Instructions to follow = Report every line below that carries the word "hanging".

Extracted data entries
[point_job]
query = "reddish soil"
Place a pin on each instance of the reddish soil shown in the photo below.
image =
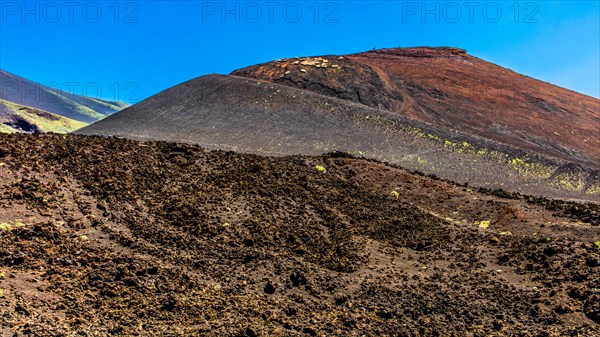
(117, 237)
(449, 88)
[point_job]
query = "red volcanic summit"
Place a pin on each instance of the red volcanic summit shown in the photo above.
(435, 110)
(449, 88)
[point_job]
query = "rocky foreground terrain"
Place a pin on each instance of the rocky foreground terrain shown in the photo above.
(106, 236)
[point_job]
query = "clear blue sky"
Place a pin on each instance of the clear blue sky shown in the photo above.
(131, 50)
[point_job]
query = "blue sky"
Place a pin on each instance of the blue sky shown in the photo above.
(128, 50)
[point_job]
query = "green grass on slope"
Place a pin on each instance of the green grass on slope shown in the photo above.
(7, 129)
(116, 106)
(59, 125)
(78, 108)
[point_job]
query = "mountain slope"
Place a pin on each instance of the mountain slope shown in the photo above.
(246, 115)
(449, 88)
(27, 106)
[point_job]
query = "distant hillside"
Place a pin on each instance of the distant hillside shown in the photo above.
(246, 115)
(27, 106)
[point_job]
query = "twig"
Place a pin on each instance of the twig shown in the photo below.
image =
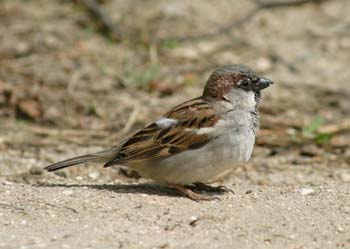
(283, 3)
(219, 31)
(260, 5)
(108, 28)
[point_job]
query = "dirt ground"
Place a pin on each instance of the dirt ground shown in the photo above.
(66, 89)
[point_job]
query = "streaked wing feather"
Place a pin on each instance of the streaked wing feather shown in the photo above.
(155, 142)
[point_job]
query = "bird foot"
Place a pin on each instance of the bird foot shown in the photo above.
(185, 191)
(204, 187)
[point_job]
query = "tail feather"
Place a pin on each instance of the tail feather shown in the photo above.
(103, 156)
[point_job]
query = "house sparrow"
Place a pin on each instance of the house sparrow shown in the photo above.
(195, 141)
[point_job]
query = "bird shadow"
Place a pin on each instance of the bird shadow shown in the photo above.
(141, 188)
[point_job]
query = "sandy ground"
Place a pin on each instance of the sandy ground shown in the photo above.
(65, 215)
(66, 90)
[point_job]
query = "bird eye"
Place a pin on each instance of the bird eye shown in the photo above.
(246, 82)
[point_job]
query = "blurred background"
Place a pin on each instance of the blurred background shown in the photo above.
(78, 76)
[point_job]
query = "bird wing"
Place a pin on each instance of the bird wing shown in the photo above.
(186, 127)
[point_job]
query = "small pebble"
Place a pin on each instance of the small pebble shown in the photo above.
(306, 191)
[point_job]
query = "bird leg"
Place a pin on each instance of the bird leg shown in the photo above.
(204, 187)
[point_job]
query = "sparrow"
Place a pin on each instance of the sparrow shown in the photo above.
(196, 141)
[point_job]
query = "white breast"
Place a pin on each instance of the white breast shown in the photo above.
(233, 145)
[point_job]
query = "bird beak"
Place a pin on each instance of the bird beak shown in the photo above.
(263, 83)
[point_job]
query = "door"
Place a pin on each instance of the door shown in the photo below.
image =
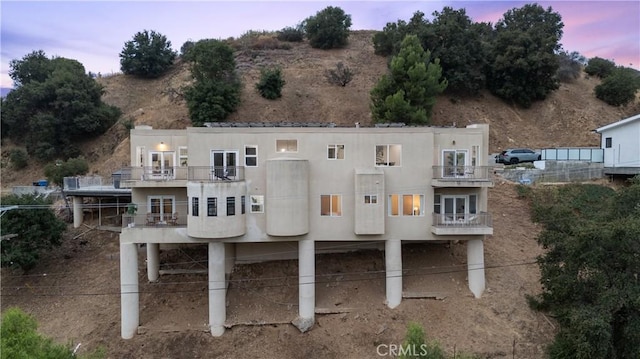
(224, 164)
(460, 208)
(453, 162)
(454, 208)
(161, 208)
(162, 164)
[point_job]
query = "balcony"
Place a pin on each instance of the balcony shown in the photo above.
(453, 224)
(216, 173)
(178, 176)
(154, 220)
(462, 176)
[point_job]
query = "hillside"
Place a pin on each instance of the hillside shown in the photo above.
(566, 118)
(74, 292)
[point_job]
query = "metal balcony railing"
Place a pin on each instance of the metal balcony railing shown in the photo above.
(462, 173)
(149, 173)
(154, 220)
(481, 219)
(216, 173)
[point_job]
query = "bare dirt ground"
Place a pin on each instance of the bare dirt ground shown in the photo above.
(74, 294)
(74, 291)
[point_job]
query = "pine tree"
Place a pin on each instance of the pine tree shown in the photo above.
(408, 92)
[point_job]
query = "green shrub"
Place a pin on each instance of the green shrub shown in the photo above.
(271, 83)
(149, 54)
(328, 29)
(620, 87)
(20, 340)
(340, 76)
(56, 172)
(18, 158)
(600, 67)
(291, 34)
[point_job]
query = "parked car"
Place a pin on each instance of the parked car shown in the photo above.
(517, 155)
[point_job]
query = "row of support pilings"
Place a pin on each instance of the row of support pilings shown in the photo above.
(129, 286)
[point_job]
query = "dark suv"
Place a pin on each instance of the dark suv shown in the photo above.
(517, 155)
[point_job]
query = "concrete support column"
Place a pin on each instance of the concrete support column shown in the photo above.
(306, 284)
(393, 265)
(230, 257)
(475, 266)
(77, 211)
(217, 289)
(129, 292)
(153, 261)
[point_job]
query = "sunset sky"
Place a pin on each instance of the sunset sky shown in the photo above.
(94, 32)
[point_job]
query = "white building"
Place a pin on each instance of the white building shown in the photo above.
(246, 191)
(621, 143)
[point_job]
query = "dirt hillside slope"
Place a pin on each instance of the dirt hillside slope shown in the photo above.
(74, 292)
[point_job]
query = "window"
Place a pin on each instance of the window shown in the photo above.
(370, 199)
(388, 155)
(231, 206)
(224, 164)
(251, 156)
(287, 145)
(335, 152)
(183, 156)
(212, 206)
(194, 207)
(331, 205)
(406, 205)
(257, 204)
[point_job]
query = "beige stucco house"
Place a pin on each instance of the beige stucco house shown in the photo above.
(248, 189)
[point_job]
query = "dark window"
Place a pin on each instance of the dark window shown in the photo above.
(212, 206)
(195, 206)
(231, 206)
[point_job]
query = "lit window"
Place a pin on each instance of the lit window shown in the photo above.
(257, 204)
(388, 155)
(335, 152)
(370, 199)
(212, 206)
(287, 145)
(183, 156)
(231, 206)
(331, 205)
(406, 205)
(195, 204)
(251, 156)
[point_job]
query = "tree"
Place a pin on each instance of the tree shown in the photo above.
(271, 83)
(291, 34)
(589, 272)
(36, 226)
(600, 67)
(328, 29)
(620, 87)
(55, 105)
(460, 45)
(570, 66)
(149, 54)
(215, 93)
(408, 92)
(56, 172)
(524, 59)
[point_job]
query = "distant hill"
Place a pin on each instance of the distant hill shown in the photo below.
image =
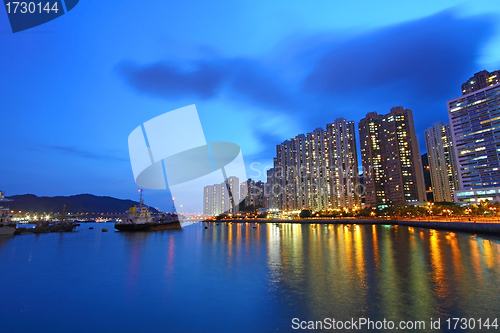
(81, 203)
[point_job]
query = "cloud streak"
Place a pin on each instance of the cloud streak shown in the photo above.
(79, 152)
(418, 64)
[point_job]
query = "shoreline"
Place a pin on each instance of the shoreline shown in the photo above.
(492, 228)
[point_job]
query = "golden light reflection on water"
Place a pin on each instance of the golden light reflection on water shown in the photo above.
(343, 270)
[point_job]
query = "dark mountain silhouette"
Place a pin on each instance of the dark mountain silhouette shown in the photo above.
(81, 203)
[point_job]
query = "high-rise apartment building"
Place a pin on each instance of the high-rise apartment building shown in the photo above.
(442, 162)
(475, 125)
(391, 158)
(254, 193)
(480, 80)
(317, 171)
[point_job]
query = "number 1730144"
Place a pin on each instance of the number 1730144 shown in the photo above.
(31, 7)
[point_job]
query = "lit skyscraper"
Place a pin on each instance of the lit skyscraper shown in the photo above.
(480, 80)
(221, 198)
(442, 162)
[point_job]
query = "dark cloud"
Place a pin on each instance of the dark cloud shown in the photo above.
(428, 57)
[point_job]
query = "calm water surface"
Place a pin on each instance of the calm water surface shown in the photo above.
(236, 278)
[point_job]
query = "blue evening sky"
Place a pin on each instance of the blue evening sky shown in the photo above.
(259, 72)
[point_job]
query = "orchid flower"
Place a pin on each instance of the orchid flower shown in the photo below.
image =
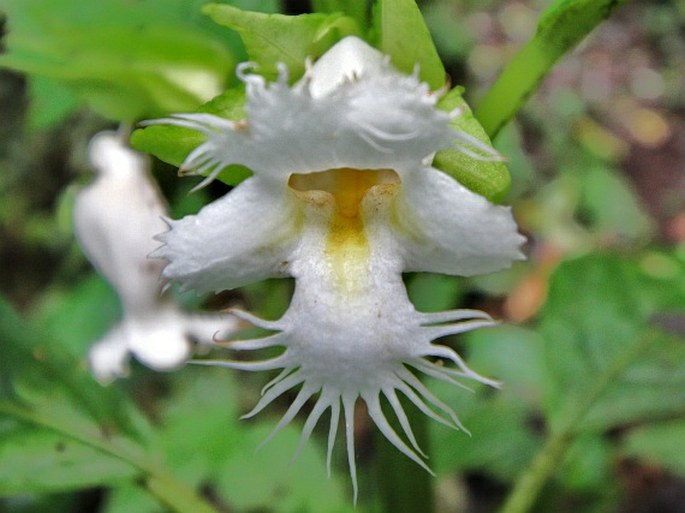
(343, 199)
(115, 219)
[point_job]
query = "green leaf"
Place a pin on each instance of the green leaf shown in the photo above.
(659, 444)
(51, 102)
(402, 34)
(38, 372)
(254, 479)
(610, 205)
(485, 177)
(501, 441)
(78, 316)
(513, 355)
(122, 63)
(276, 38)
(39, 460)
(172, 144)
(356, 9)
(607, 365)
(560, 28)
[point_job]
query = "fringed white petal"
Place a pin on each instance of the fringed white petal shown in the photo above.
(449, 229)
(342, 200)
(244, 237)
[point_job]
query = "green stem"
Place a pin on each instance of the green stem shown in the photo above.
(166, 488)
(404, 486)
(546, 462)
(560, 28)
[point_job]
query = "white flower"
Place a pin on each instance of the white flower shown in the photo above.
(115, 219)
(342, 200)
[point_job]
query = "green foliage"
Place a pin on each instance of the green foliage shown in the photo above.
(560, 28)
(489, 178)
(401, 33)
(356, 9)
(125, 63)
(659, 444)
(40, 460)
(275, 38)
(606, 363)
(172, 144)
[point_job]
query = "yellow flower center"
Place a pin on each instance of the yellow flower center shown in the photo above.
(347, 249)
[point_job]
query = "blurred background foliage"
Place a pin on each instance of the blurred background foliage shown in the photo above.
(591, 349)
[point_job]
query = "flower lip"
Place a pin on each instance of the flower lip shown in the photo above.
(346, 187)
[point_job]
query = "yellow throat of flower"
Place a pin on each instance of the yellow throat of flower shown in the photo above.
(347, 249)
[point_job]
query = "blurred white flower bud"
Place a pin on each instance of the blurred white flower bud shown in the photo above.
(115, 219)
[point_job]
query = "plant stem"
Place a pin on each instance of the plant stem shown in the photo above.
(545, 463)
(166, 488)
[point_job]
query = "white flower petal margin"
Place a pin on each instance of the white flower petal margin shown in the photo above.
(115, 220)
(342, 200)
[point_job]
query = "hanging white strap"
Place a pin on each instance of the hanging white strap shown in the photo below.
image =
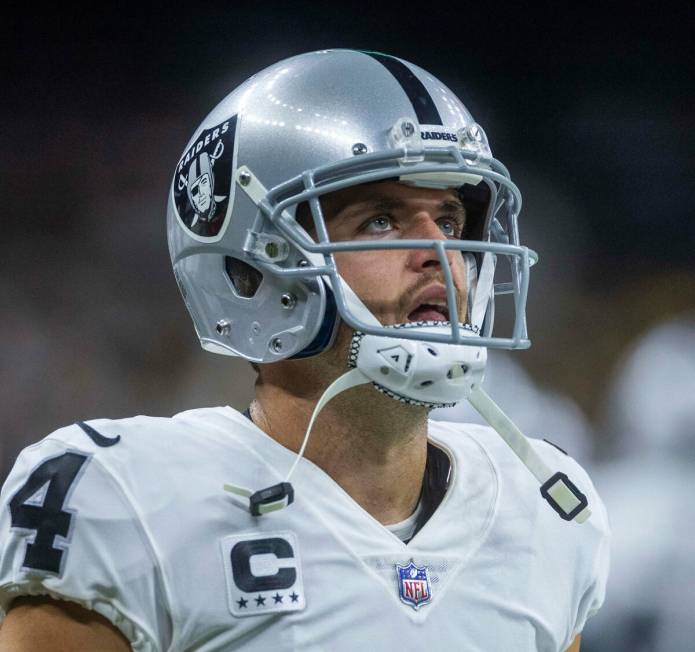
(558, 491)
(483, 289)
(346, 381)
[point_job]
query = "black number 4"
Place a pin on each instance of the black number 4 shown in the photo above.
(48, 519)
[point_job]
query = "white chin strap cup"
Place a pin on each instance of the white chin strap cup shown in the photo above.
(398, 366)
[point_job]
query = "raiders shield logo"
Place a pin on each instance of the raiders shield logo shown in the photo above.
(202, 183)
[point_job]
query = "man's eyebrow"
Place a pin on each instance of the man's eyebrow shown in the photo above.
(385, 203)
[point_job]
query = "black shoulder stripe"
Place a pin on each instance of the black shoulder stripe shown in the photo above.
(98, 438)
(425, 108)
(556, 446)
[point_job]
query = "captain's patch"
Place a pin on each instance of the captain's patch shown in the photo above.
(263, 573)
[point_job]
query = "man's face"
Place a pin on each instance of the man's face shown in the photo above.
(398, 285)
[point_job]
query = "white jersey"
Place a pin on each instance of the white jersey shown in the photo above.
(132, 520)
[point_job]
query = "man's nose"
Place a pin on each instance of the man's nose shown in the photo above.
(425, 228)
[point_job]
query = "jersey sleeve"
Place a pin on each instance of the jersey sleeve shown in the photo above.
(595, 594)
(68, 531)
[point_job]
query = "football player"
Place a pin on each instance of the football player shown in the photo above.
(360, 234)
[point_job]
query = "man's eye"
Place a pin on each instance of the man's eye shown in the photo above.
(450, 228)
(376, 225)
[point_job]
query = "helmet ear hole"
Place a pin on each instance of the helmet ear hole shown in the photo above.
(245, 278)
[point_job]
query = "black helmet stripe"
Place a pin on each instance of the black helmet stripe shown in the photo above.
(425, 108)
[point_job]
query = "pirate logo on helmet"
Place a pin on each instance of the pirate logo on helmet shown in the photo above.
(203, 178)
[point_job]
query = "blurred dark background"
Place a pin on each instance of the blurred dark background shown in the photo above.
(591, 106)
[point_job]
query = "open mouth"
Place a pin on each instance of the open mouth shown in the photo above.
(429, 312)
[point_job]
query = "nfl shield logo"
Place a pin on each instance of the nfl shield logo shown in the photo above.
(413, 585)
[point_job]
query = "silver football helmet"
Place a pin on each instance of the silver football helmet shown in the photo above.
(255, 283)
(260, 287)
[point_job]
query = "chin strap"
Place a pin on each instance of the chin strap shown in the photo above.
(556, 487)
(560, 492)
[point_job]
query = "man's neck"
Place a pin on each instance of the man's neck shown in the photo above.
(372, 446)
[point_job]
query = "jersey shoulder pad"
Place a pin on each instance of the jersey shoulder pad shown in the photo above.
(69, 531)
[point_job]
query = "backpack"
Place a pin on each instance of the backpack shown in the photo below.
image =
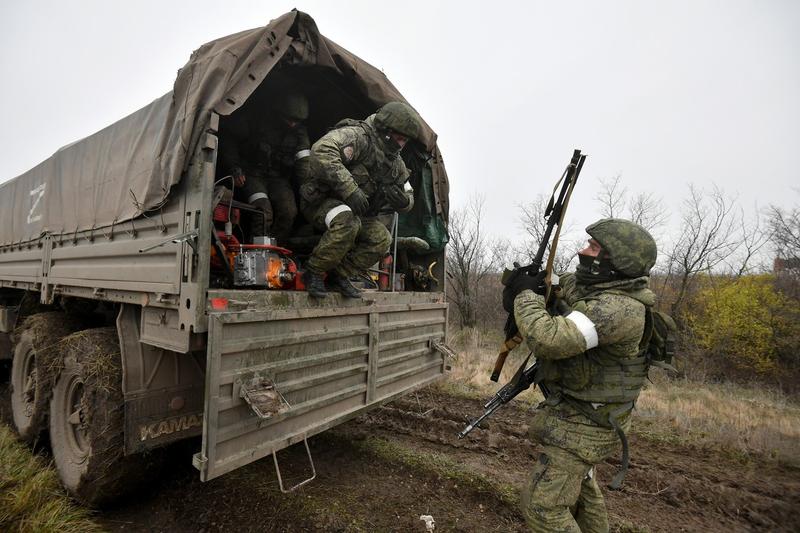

Result of the task =
query = "hanging white strap"
Place a pin on each instance of the hanging white strap shown in the photo below.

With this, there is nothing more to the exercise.